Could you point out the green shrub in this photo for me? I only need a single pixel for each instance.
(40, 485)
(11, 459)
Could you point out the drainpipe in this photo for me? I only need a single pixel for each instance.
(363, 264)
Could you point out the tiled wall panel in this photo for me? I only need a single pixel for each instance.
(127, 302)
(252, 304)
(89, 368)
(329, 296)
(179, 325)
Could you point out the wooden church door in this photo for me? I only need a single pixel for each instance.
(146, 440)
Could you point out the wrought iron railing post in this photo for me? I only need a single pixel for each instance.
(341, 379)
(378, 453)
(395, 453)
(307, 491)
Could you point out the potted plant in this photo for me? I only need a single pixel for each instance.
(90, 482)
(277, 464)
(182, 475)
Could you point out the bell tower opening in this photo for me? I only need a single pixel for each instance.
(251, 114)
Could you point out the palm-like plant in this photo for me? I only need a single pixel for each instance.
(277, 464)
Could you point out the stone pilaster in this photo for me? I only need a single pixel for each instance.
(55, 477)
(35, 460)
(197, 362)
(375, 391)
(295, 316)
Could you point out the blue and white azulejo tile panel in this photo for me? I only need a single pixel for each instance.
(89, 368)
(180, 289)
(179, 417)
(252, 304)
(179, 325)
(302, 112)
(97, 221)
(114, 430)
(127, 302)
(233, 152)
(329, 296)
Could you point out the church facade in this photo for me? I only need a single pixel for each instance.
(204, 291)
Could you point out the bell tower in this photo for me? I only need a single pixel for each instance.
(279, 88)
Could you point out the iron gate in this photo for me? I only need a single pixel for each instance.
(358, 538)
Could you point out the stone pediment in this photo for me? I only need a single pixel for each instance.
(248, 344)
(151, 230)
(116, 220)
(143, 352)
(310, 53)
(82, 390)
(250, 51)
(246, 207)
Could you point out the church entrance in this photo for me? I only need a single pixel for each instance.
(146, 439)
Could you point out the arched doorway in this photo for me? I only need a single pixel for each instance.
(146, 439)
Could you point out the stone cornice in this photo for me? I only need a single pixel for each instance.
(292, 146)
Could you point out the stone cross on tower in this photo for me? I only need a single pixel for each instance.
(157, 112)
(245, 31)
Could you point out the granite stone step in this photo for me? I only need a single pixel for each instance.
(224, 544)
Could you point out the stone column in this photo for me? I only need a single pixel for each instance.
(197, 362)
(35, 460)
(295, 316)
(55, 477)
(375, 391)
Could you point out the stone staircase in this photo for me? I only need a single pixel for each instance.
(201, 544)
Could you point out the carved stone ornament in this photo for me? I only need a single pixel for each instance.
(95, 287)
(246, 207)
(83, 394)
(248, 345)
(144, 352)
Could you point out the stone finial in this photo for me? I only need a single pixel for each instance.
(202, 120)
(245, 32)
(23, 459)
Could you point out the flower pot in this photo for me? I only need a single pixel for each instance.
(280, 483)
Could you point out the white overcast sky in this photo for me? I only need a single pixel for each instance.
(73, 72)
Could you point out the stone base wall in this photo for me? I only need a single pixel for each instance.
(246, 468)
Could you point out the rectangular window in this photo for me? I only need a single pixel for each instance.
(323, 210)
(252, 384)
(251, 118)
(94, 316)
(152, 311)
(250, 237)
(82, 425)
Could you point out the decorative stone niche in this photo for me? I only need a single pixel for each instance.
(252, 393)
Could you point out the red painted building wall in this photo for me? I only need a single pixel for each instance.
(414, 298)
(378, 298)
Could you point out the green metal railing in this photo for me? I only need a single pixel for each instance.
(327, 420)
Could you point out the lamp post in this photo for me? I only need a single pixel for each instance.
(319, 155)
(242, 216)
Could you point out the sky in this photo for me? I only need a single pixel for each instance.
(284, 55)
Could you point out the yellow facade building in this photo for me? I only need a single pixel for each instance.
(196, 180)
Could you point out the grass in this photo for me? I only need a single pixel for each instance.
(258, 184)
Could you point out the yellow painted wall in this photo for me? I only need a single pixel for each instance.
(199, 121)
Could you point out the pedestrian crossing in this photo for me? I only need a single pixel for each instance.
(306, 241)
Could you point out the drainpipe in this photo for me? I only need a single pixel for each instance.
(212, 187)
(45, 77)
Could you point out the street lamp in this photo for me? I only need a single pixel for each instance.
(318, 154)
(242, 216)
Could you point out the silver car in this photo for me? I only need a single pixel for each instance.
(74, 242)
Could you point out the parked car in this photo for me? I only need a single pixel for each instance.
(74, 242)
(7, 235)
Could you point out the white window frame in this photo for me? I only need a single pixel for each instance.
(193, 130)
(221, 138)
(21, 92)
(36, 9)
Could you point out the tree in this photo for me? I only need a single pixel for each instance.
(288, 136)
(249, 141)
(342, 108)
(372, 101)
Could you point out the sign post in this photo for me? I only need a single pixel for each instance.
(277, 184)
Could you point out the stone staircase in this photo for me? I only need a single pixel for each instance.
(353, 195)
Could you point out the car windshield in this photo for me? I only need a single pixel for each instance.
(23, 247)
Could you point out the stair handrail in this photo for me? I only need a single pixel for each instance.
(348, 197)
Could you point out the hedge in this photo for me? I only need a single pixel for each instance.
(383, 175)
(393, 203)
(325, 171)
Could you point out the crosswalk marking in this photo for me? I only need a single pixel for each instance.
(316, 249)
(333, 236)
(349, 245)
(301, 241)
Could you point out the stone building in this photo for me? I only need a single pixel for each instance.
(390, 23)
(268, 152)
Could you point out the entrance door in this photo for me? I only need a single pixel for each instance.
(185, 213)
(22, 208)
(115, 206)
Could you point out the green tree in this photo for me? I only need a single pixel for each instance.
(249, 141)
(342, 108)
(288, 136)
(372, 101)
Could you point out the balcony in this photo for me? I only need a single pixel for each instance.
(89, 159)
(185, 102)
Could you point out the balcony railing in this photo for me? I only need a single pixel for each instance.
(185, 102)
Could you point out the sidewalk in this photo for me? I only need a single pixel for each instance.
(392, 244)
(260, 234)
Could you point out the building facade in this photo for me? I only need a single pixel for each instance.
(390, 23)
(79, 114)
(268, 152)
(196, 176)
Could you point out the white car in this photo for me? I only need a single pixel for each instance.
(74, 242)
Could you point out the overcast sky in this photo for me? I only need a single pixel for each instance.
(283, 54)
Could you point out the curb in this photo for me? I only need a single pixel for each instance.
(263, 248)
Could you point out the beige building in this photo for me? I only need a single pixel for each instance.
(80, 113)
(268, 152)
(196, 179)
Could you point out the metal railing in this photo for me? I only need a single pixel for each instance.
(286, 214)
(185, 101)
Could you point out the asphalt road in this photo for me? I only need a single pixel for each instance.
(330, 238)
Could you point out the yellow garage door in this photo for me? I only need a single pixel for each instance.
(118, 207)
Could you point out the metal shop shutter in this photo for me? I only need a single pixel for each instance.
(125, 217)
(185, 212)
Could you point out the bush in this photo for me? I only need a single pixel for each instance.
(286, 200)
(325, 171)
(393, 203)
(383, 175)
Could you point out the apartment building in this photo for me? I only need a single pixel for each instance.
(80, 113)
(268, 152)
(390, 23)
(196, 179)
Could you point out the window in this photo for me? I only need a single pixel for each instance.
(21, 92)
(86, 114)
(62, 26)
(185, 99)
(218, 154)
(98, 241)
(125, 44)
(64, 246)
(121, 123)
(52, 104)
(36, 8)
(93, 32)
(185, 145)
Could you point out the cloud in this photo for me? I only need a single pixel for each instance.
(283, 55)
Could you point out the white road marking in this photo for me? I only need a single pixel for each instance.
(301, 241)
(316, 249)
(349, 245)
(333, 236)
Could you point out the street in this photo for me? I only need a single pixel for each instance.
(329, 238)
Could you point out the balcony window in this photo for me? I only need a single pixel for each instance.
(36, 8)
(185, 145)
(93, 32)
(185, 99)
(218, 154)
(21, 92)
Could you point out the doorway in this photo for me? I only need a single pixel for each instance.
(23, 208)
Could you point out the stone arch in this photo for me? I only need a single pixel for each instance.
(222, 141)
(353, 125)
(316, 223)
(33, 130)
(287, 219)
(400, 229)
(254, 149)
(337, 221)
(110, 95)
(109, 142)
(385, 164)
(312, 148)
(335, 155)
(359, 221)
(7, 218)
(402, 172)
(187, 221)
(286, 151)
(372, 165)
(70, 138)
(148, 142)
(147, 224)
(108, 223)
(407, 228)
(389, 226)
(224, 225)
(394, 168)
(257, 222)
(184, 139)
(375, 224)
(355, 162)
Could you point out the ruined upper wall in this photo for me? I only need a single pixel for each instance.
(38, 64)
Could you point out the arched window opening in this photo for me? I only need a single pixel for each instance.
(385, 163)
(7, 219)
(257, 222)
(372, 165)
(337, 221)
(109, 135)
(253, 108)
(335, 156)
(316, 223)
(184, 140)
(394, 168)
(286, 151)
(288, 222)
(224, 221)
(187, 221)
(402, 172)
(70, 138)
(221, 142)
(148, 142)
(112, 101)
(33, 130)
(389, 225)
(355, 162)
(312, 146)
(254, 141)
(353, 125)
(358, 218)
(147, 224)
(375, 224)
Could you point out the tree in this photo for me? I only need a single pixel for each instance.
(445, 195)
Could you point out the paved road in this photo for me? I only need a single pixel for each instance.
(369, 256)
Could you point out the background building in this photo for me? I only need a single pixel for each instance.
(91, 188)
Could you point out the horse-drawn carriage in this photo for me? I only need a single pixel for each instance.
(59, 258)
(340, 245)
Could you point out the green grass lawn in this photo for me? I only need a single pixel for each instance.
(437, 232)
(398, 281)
□ □ □
Directions
In the listing above, find the line containing "Could you point out the background" and please quote exactly that line through the last one, and no other lines.

Answer below
Could you point out the background building in this photo for me? I only need a single pixel for each instance.
(91, 188)
Could you point out the horse-drawn carriage in this photo for me? I only need a single pixel for each instance.
(59, 258)
(340, 245)
Could you point out the green grass lawn in this photo for me? I only need a single pixel for each instance.
(437, 232)
(398, 281)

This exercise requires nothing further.